Point localization data:
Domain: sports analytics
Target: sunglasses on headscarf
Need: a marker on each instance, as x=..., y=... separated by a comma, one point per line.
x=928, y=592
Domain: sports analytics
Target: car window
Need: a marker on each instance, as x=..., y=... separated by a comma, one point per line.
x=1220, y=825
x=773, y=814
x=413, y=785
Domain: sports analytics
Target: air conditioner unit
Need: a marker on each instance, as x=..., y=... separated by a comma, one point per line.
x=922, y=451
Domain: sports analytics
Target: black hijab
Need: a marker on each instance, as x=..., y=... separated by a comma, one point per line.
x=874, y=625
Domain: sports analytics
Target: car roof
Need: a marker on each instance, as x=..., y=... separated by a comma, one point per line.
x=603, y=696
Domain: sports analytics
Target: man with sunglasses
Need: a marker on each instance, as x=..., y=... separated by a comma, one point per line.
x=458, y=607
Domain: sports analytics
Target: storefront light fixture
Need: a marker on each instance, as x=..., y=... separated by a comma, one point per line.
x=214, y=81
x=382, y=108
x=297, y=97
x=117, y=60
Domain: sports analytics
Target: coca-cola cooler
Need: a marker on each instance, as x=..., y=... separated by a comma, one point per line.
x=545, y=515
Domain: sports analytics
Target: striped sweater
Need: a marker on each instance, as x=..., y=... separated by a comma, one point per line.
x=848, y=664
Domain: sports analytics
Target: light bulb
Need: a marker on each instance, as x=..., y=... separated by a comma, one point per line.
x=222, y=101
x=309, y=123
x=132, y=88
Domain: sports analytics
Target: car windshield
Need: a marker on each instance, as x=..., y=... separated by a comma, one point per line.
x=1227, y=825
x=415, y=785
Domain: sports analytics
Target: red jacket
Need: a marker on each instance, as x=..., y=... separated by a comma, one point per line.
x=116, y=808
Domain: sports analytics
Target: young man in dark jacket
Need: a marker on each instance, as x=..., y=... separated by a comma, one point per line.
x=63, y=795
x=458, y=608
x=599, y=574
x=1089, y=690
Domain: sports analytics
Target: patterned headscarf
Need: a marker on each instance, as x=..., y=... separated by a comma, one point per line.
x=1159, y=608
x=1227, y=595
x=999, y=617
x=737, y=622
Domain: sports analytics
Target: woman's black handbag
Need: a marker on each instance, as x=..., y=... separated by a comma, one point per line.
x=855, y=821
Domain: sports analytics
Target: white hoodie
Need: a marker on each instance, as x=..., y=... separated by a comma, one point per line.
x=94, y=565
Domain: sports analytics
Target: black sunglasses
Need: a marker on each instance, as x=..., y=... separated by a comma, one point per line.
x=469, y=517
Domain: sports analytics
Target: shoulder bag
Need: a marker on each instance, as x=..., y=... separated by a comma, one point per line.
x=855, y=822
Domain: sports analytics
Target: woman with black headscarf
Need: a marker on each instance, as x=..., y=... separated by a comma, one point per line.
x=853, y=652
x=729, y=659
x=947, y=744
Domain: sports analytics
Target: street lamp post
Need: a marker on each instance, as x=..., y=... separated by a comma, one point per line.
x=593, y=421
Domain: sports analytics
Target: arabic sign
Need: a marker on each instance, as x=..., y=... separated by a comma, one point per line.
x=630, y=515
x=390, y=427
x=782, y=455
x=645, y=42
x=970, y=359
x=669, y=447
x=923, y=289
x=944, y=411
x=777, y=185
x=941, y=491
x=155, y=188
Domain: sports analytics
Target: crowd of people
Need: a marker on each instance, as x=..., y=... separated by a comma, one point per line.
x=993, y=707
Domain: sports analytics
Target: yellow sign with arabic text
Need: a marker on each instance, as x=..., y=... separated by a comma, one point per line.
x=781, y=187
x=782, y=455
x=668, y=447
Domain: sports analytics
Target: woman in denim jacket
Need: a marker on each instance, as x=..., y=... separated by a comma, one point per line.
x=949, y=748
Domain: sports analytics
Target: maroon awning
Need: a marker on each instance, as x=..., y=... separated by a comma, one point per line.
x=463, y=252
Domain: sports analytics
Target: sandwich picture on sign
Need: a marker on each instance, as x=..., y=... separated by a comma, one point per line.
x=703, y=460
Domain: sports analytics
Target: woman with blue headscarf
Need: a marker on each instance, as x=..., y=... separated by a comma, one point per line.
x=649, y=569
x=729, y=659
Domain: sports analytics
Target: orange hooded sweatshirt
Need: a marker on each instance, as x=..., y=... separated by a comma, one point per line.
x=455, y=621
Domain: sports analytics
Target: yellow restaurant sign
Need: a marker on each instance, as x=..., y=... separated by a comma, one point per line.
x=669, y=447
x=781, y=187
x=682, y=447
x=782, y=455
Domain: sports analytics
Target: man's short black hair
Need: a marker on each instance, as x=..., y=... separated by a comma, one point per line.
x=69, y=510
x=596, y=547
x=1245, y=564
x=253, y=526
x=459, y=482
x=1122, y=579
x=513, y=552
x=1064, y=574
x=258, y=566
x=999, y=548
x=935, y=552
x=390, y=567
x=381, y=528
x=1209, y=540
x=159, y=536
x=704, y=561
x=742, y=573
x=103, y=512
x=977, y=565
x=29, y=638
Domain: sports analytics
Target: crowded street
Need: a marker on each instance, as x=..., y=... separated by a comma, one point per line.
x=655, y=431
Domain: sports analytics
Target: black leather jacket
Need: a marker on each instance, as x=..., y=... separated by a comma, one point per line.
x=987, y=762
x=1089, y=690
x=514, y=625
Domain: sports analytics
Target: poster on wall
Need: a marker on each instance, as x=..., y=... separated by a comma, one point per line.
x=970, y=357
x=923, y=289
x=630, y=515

[Action item]:
In which lines of the records does the word "black" appear? Copy each of them.

[Exercise answer]:
Target: black hijab
Target: woman's black handbag
Target: black sunglasses
Target: woman with black headscarf
Target: man's short black hair
Target: black leather jacket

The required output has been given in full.